▶ [WORK TO DO]: Set down, word for word, the stretch of rows below from the line containing "In this exercise you will annotate each instance of the window" through the final row, and nothing else.

START AVAILABLE RECORDS

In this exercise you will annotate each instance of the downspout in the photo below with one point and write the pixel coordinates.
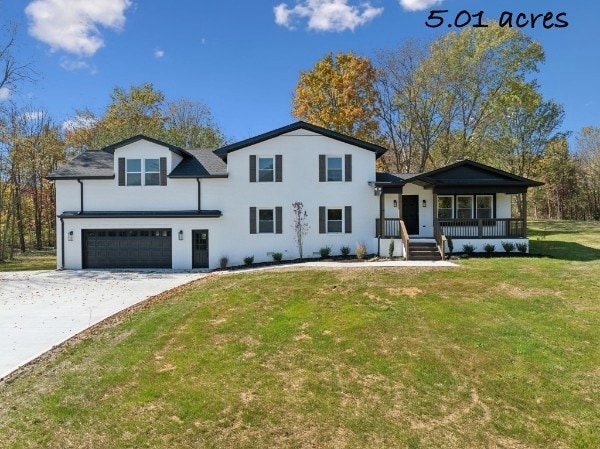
(80, 196)
(199, 198)
(62, 244)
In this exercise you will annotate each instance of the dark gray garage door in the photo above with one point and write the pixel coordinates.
(127, 248)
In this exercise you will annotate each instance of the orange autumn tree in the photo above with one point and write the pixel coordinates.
(339, 93)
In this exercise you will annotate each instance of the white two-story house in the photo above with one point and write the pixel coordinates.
(143, 203)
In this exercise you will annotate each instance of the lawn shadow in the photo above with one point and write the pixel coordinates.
(564, 250)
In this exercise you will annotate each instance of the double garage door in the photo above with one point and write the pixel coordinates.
(127, 248)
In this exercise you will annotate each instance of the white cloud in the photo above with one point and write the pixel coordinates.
(326, 15)
(4, 93)
(77, 64)
(418, 5)
(78, 122)
(72, 25)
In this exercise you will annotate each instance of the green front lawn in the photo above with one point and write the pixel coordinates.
(499, 353)
(31, 260)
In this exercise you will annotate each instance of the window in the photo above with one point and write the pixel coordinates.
(484, 206)
(265, 169)
(464, 206)
(334, 169)
(334, 220)
(151, 172)
(445, 207)
(134, 172)
(265, 221)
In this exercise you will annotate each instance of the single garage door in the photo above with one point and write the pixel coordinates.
(127, 248)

END AVAILABLE RECORDS

▶ [THE RESULT]:
In this exercise you will annotate each instance of the window in the photo above with one point and write the pixel coordinates.
(484, 206)
(265, 169)
(464, 206)
(334, 169)
(334, 220)
(151, 172)
(445, 207)
(134, 172)
(265, 221)
In this exercise you will annotate each instance of the single garage door in the photo above with one point and write the pixel coordinates.
(127, 248)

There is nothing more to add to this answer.